## To-do list
**A.** Reproduce the passage on the Ruston USO starting at "The Spanish Colonial" and ending at "refurbished the building.", swapping "ping-pong table" for "billiard table".
**B.** According to the passage on the Ruston USO, what did the building house for 50 years after the USO closed?

The Ruston USO is a historic building located at 212 North Trenton Street in Ruston, Louisiana.

The Spanish Colonial Revival building served as the USO center from 1943 to 1945.  It served mostly Navy officers who were stationed at Louisiana Tech University who were in the V-12 program.  The USO was run by Mrs. Glasgow, and Mrs. Caroline Lewis also worked there, while Mr. Alex T. Hunt served as director.  There were several dances held there for soldiers, and there was even a wedding.  There was a ping-pong table, piano, and a lot of chairs and desks so that soldiers could write home.  There was one Sunday evening when there was a door count of 1400 soldiers!  The building was originally a movie theater that was converted into 2 storefronts.  For 50 years after the closing of the USO, this building housed several shoe stores.  In 1998, Kevin Hawkins of Hawkins Photography refurbished the building.

## Supplied information
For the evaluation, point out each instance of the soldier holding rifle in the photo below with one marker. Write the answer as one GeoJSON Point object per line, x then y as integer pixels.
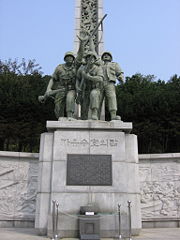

## Solutions per task
**A.**
The Spanish Colonial Revival building served as the USO center from 1943 to 1945.  It served mostly Navy officers who were stationed at Louisiana Tech University who were in the V-12 program.  The USO was run by Mrs. Glasgow, and Mrs. Caroline Lewis also worked there, while Mr. Alex T. Hunt served as director.  There were several dances held there for soldiers, and there was even a wedding.  There was a billiard table, piano, and a lot of chairs and desks so that soldiers could write home.  There was one Sunday evening when there was a door count of 1400 soldiers!  The building was originally a movie theater that was converted into 2 storefronts.  For 50 years after the closing of the USO, this building housed several shoe stores.  In 1998, Kevin Hawkins of Hawkins Photography refurbished the building.

**B.** Several shoe stores.